> Work to do:
[1] According to the board diversity passage, which company's board is the defendant in the latest derivative lawsuit?
[2] List each allegation that the board diversity passage attributes to the shareholder lawsuits it describes, covering both the earlier suits and the Monster Beverage case.

=== Selected text ===

One of the focal points in the scrutiny that has followed in the wake of the current social justice movement has been the question of diversity at America’s companies, including the lack of diversity on corporate boards. Among other things, a number of boards of public companies lacking Black directors have been sued in a series of shareholders derivative lawsuits alleging that the board members violated their fiduciary duties by failing to live up to state diversity objectives, as discussed most recently. Now, in the latest example of this type of litigation, a plaintiff shareholder has filed a derivative lawsuit against the board of Monster Beverage Corporation, alleging that the directors breached their fiduciary duties and deceived investors by claiming to have diversity and inclusion programs while have no Black directors on the board. A copy of the complaint can be found here.

=== Extracted data ===

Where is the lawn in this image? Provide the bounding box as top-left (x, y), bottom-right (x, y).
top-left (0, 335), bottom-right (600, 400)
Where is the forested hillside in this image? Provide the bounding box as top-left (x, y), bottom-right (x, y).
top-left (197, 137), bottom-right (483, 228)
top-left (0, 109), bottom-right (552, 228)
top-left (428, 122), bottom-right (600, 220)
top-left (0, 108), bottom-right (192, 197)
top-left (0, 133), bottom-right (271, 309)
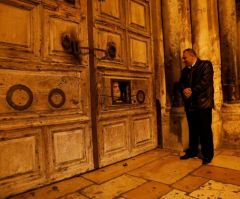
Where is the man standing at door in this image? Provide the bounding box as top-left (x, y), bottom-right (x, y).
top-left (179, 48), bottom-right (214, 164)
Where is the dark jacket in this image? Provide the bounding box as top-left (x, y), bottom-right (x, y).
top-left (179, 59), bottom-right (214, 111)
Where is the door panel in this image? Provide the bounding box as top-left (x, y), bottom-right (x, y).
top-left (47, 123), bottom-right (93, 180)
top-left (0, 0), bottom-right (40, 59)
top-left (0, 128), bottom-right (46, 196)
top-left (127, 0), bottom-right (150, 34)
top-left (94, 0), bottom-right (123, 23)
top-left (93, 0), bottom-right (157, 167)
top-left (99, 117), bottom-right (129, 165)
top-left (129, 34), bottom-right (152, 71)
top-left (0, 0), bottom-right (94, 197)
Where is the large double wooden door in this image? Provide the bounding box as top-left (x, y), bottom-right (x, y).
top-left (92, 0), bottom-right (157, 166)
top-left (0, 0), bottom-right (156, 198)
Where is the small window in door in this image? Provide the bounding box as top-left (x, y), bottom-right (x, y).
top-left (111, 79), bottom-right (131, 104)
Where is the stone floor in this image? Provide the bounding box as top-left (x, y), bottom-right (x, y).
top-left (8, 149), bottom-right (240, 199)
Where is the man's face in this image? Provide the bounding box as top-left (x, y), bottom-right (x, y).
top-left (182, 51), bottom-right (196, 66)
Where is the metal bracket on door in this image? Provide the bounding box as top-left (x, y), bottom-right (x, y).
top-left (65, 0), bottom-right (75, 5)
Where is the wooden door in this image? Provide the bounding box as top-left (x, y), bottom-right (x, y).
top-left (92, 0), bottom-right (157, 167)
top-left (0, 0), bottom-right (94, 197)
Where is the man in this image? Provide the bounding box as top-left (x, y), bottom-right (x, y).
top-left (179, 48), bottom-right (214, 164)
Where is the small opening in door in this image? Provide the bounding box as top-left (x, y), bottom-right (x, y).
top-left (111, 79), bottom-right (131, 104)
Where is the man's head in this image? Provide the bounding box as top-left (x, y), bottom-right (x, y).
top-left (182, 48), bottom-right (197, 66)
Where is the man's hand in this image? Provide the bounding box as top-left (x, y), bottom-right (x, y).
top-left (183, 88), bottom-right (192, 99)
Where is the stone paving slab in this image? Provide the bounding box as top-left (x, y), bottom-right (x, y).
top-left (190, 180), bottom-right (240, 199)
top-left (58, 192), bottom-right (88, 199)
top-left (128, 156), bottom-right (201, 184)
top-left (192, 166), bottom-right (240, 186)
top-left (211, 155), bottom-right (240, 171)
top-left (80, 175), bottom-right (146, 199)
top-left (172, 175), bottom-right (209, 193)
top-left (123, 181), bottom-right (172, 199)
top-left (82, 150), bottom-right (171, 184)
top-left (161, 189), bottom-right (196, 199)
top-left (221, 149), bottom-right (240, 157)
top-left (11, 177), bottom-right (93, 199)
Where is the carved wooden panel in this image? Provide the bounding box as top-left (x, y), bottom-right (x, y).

===

> Responses in order:
[1] Monster Beverage Corporation

[2]
- Earlier suits: the board members violated their fiduciary duties by failing to live up to state diversity objectives.
- Monster Beverage: the directors breached their fiduciary duties.
- Monster Beverage: the directors deceived investors by claiming to have diversity and inclusion programs while having no Black directors on the board.